# TASK
Reproduce the tail of the data exactly. It starts at the line containing "Each instance receives a single keypoint. Tag the dress neckline" and runs to the last line.

# Region pointing data
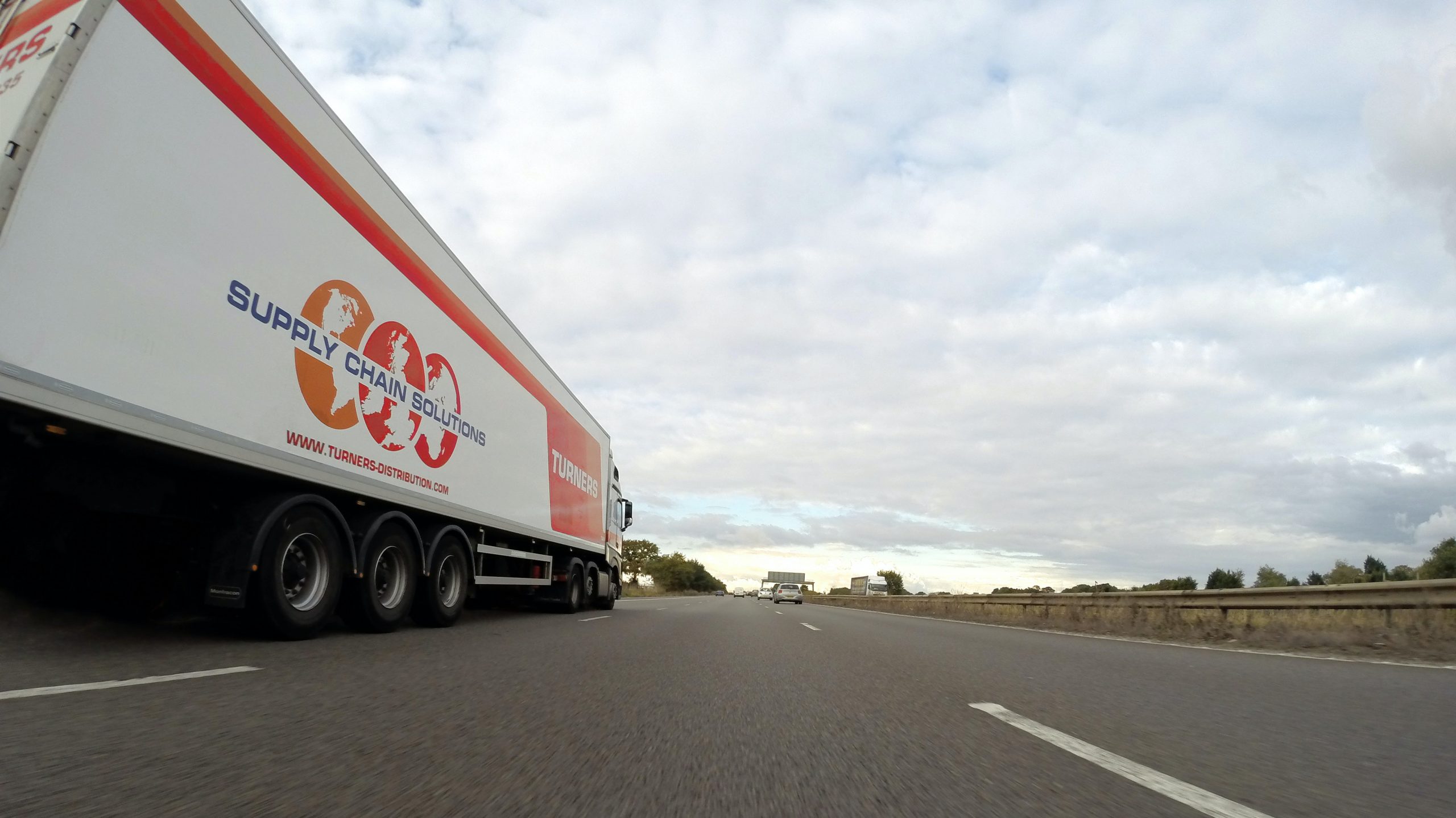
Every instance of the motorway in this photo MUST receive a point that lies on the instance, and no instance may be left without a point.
(696, 707)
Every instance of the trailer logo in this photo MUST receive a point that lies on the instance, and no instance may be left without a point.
(354, 367)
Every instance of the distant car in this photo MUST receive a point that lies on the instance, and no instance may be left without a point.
(787, 593)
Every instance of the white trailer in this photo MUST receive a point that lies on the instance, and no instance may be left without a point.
(232, 350)
(868, 586)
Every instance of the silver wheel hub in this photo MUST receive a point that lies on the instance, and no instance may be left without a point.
(389, 577)
(449, 583)
(303, 572)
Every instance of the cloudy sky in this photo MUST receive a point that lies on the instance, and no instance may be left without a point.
(992, 293)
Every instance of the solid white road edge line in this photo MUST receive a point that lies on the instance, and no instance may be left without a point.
(56, 689)
(1251, 651)
(1200, 799)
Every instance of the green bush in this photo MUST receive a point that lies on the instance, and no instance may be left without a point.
(1270, 578)
(1221, 580)
(1375, 570)
(1181, 584)
(1345, 574)
(676, 572)
(1098, 588)
(1442, 565)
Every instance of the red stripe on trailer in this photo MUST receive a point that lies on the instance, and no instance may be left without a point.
(573, 512)
(31, 16)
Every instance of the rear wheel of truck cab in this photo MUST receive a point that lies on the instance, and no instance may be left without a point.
(380, 600)
(610, 601)
(440, 597)
(299, 575)
(576, 591)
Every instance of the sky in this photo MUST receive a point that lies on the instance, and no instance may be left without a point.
(986, 293)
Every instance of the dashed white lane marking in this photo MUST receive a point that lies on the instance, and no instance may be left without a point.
(1200, 799)
(56, 689)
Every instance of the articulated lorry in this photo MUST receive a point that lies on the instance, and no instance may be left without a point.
(235, 362)
(868, 586)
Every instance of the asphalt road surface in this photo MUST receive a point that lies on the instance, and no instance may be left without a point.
(700, 707)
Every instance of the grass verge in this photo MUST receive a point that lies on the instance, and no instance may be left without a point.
(1414, 634)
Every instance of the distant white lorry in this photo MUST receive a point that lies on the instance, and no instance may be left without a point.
(868, 586)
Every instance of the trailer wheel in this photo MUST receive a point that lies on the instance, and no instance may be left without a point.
(300, 574)
(440, 597)
(380, 600)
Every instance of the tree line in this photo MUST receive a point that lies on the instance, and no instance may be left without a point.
(672, 572)
(1441, 565)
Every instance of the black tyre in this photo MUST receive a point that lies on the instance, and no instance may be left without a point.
(576, 593)
(440, 597)
(300, 574)
(380, 600)
(612, 596)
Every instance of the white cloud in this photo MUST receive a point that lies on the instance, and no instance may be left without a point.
(1053, 294)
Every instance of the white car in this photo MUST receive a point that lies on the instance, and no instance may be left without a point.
(787, 593)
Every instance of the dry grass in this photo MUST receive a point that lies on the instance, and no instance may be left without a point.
(1421, 634)
(656, 591)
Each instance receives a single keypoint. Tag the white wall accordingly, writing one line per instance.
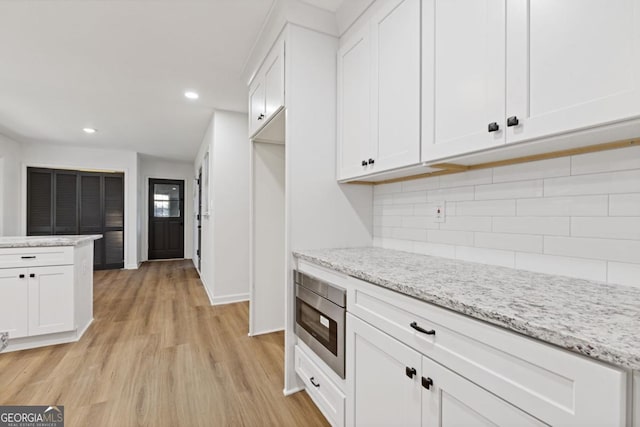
(575, 216)
(10, 199)
(225, 231)
(72, 157)
(153, 167)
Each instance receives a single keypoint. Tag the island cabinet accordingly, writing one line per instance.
(46, 292)
(379, 92)
(414, 364)
(508, 72)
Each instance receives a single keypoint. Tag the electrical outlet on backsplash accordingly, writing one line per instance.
(575, 216)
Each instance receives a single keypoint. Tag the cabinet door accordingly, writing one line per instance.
(354, 101)
(381, 393)
(256, 105)
(274, 80)
(51, 302)
(463, 76)
(571, 64)
(451, 400)
(14, 294)
(395, 38)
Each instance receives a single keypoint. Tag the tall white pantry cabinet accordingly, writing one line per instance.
(499, 74)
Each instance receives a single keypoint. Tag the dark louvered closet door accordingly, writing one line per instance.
(39, 202)
(74, 202)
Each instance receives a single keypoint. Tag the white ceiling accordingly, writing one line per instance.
(122, 67)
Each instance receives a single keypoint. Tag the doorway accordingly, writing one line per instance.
(166, 218)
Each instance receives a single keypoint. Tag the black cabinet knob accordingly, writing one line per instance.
(427, 383)
(410, 371)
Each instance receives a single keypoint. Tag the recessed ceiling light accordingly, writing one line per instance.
(191, 95)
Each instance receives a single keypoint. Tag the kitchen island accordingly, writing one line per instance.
(46, 289)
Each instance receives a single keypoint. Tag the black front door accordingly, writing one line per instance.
(166, 218)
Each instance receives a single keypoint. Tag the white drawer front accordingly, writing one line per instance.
(554, 385)
(324, 393)
(35, 257)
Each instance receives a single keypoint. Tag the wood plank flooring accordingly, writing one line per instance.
(158, 354)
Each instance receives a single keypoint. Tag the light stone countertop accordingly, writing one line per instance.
(598, 320)
(46, 241)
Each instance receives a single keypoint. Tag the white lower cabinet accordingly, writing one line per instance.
(326, 395)
(392, 384)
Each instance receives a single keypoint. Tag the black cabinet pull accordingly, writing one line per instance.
(410, 371)
(513, 121)
(427, 383)
(415, 326)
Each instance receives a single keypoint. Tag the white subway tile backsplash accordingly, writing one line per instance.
(481, 176)
(510, 190)
(486, 256)
(409, 234)
(468, 223)
(602, 249)
(624, 274)
(577, 216)
(512, 242)
(410, 198)
(606, 227)
(451, 237)
(557, 226)
(602, 183)
(606, 161)
(533, 170)
(563, 266)
(484, 208)
(435, 249)
(564, 206)
(421, 184)
(624, 204)
(452, 194)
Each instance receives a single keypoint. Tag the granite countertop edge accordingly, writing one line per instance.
(566, 341)
(46, 241)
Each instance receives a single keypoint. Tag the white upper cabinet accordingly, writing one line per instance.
(396, 76)
(571, 64)
(354, 99)
(463, 76)
(379, 92)
(266, 92)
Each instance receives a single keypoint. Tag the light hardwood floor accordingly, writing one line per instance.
(158, 354)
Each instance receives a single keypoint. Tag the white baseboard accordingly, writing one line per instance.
(229, 299)
(268, 331)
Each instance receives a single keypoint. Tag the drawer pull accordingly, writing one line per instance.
(410, 372)
(427, 383)
(415, 326)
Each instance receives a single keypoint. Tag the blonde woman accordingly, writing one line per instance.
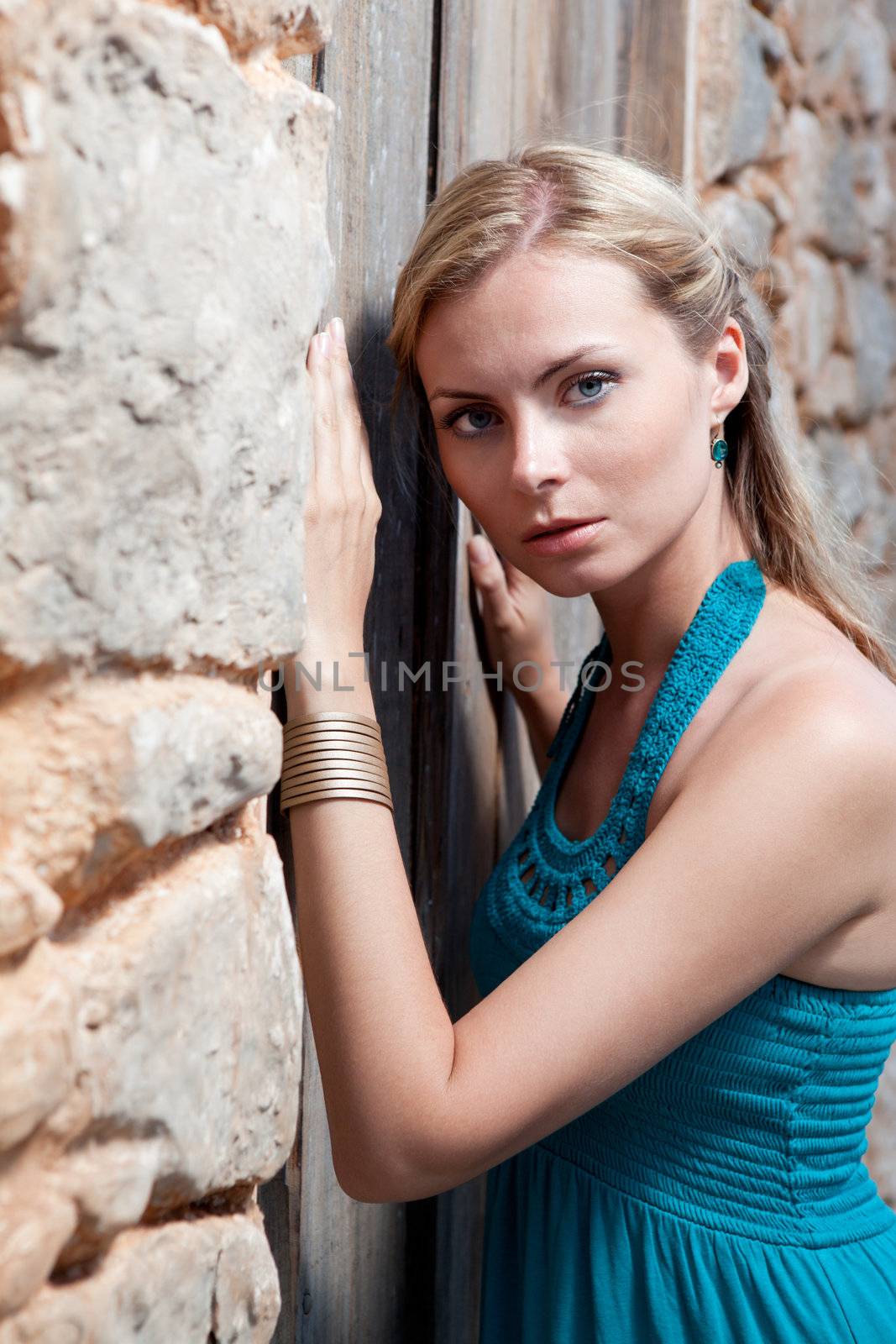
(687, 956)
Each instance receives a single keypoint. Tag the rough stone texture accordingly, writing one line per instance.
(822, 168)
(29, 907)
(186, 1283)
(150, 1052)
(747, 226)
(806, 323)
(103, 766)
(254, 26)
(822, 181)
(170, 354)
(163, 264)
(732, 42)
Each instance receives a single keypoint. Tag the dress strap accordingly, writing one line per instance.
(573, 703)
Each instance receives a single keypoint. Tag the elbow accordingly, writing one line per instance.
(378, 1183)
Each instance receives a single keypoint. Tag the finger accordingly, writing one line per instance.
(490, 580)
(354, 440)
(348, 417)
(325, 427)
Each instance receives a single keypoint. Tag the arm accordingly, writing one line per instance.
(774, 844)
(383, 1035)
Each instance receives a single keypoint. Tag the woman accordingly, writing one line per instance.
(687, 956)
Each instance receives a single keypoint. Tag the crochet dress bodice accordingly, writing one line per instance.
(721, 1194)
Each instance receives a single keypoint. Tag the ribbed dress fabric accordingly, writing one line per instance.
(720, 1198)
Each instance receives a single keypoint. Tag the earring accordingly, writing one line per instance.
(719, 449)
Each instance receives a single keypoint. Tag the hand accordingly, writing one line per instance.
(342, 506)
(515, 612)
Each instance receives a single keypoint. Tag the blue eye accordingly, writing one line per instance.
(584, 381)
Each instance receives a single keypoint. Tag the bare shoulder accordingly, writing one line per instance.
(817, 698)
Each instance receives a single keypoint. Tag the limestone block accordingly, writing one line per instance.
(808, 320)
(746, 225)
(181, 1283)
(154, 385)
(187, 1030)
(35, 1222)
(736, 100)
(815, 27)
(102, 768)
(36, 1042)
(851, 472)
(249, 26)
(833, 396)
(29, 907)
(763, 186)
(868, 60)
(872, 178)
(822, 170)
(867, 327)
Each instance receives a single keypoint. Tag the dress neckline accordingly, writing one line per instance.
(723, 620)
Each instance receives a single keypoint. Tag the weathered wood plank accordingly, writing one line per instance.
(348, 1260)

# SOLUTION TO THIS PROBLEM
Each instance receives a single keypoint. Tag the dress neckline accordingly, writing one line per instance.
(723, 620)
Each instance receives a single keypoint. Tag the weathered wood plank accordingly, writing one line per instance.
(348, 1260)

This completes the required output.